STATED PROBLEM A: Using the Archeologia Eros page below, decide whether each statement agrees with it: (i) the illustrations in the collection are by François Dubeau; (ii) the author sells the book directly for $25.00 CAD; (iii) Micheline Maylor wrote Little Wildheart. Answer yes or no for each, and quote the words from the page that decide it.
STATED PROBLEM B: According to the Archeologia Eros page below, which store is named as the place to order the book?

DOCUMENT TEXT:
=======

Archeologia Eros (2021)

Carmelo Militano’s Archeologia Eros is both a reworking and a fresh evocative meditation on desire. The collection “mixes memory with desire”- and offers a wise, sometimes melancholy, but always passionate sensual exploration of erotic love and desire. The poems roam across the centuries and draw on a wide range of sources: the poetry of Sappho, Shunga Art, Cleland’s Fanny Hill, Ben Johnson’s 17th century poetry are but a few examples.

The poems and prose poems are rich in passionate quiet detail and image, and seek to show, document, and mirror the slippery and ever elusive mystery and beauty of erotic desire, love and memory.

The hills are alive with the sound of the Dionysiac in this collection. Famous Quebec artist François Dubeau’s sultry elegant illustrations extend and add to Militano’s subtle celebration of language and magical erotic connections.

Order here: McNally Robinson

If you’d like to buy the book directly from the author for $20.00 CAD, please send an email to adpoe@mymts.net.

An Excerpt:

© 2020 François Dubeau

 

You are the past and future…

I cannot cut…

…oranges sit self-contained

The room filled with the aroma of blossoms.

…our sudden quarrel with…

…near the cliffs by the sea is where desire rose to greet us

 
Timeless and sublime, Carmelo Militano’s, sumptuous yet airy collection of erotic poems spans from the garden of Eden to the time of Shunga, to Byzantium where peacocks walk on gravel to Southern Italy where Neruda roams sun-soaked streets in between glimpses of Li Po and Fanny Hill. It’s a collection to read to your lover in bed with wine, candles, and finishing with the “wild curves of starlings.
— Micheline Maylor, author of Little Wildheart
Militano’s Archeologia Eros blends a touch of Sappho, hints of Ovid, Shunga Art, several sprigs of Irving Layton, and a dash of private liturgy, all bound together with François Dubeau’s intricate ribbon line drawings. The ribbon, ultimately, leads readers out of the labyrinth of desire towards love. Militano’s poetic language is lyrical, characteristic of erotic poetry, and the eroticism is centered in the physical world.

=======

(Stored records)

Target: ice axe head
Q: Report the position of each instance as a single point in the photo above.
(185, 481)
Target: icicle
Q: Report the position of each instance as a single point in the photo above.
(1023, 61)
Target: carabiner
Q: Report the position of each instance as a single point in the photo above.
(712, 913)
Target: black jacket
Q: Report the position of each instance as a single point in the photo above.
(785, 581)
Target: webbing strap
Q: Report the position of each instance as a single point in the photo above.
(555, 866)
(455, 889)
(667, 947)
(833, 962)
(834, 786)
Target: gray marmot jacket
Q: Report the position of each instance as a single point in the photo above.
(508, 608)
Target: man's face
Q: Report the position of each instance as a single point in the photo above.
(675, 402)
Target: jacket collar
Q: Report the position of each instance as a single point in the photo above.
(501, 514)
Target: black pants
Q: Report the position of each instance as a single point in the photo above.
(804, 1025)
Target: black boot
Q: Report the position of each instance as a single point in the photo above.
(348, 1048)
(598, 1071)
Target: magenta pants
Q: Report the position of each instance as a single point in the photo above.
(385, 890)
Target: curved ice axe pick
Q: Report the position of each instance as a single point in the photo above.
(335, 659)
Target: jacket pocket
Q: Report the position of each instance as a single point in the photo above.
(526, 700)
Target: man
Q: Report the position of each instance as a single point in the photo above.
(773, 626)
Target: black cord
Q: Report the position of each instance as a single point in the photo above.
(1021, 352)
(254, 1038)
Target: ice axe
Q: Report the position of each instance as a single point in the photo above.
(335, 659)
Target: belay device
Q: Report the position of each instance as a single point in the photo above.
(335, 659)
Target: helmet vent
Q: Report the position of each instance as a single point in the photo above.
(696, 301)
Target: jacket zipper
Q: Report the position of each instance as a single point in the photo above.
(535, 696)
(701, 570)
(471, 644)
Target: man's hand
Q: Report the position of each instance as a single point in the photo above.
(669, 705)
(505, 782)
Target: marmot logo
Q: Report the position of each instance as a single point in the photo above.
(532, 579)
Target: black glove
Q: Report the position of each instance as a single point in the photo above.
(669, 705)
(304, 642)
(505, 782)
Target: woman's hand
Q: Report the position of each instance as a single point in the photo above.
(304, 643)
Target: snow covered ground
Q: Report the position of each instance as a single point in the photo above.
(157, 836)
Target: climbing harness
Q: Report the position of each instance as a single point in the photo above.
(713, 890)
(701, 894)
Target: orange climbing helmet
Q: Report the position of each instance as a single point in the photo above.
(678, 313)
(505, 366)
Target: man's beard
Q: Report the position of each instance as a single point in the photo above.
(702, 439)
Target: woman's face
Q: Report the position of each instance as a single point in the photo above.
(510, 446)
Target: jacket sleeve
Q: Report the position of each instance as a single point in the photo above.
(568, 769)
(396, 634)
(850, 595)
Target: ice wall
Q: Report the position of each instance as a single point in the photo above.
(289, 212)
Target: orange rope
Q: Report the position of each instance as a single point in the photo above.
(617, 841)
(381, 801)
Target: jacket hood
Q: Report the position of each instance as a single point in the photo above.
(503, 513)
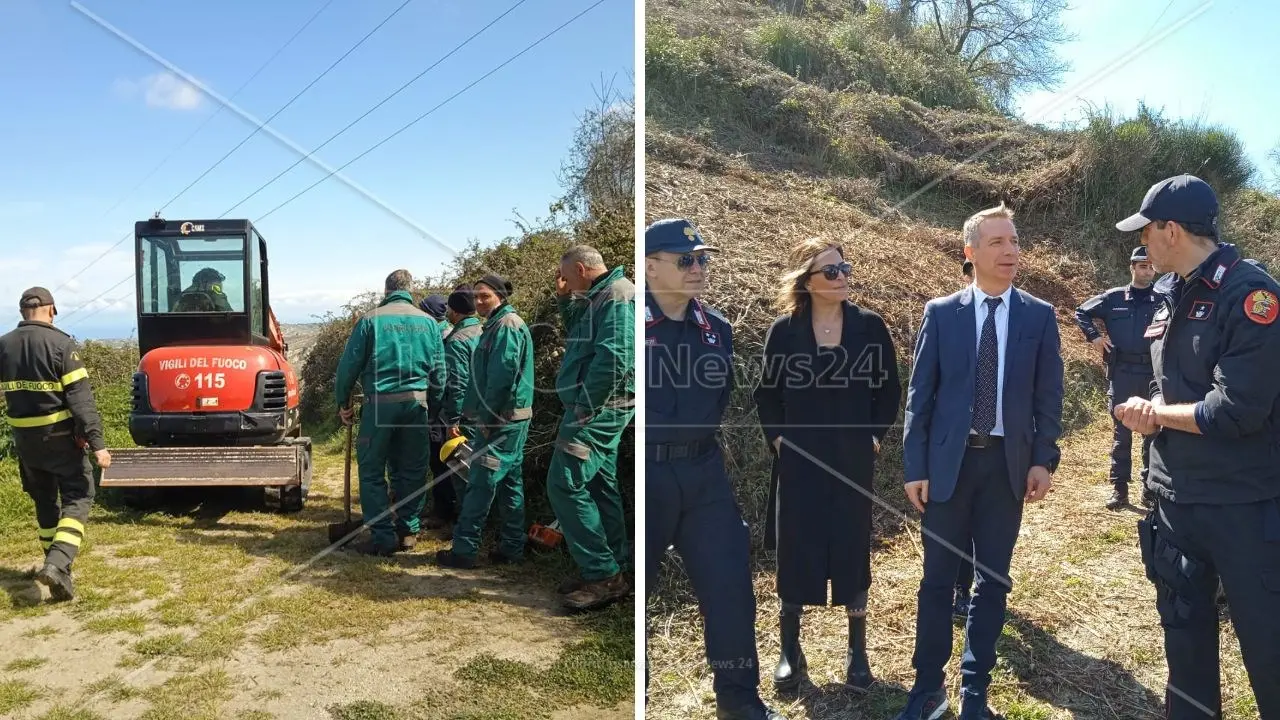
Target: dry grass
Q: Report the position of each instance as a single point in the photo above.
(1083, 637)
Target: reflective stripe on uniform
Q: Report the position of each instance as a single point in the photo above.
(74, 376)
(35, 386)
(69, 531)
(41, 420)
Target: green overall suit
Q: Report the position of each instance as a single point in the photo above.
(460, 345)
(597, 386)
(397, 354)
(498, 404)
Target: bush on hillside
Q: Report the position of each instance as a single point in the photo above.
(1251, 218)
(862, 54)
(1125, 155)
(598, 209)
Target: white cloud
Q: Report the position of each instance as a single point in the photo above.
(10, 209)
(163, 90)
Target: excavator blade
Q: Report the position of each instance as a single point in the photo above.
(205, 466)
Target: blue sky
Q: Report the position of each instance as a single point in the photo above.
(87, 117)
(1220, 67)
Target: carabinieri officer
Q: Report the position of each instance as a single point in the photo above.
(690, 505)
(1216, 419)
(1125, 311)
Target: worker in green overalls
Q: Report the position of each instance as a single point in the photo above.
(460, 345)
(397, 354)
(597, 386)
(498, 406)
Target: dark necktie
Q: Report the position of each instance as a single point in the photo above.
(988, 369)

=======

CORRECT RESULT A:
(i) Yes: "Famous Quebec artist François Dubeau’s sultry elegant illustrations extend and add to Militano’s subtle celebration of language and magical erotic connections."
(ii) No: "If you’d like to buy the book directly from the author for $20.00 CAD, please send an email to adpoe@mymts.net."
(iii) Yes: "— Micheline Maylor, author of Little Wildheart"

CORRECT RESULT B: McNally Robinson.